EXERCISE: Wherever the word "returns" turns up in a line of the entries, copy that line.

GIVEN INFORMATION:
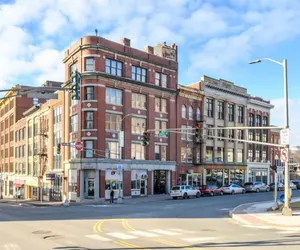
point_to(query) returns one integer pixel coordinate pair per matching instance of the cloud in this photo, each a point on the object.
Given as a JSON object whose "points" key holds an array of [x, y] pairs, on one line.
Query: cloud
{"points": [[278, 115]]}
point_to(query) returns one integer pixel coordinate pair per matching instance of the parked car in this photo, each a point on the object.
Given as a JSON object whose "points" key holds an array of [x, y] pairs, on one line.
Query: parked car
{"points": [[297, 183], [280, 186], [256, 187], [184, 192], [210, 190], [233, 189]]}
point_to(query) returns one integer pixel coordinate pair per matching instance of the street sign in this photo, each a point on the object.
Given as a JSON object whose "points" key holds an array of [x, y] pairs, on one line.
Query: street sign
{"points": [[79, 145], [284, 136], [284, 154]]}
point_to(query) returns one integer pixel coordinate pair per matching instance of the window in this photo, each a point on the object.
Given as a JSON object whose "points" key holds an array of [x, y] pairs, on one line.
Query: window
{"points": [[138, 101], [186, 155], [240, 155], [89, 93], [240, 114], [230, 155], [113, 122], [221, 110], [251, 120], [190, 113], [138, 125], [160, 105], [265, 121], [89, 120], [74, 123], [161, 152], [113, 67], [198, 114], [137, 151], [89, 149], [220, 155], [209, 107], [186, 133], [160, 126], [160, 79], [89, 64], [111, 150], [258, 120], [113, 96], [183, 111], [231, 112], [209, 154], [138, 74]]}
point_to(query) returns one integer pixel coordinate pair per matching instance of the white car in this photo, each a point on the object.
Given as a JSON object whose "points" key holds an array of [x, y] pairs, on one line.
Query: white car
{"points": [[184, 192], [233, 189]]}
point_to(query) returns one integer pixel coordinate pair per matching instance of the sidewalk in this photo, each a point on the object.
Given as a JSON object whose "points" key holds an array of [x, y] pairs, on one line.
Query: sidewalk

TASK ANSWER:
point_to(query) returns one integer pixel coordinate pair per matching instance of the cloud in this photo, each a point on the object.
point_to(query) returns one integer pixel coordinate pair per matching instance of the parked car in this photo, each a point on the object.
point_to(query) returns one integer pixel coordinate pair per matching instance of the street sign in this photo, each a point on the object.
point_to(query) returns one integer pixel coordinate pair per matching instance of the window in this photo, each a point on the object.
point_to(query) returns one integer pixel coordinate pair per matching instance of the white car in this photo, each a point on the object.
point_to(query) returns one integer pixel coordinate pair per matching instance of the sidewalk in this photo, each a point on the object.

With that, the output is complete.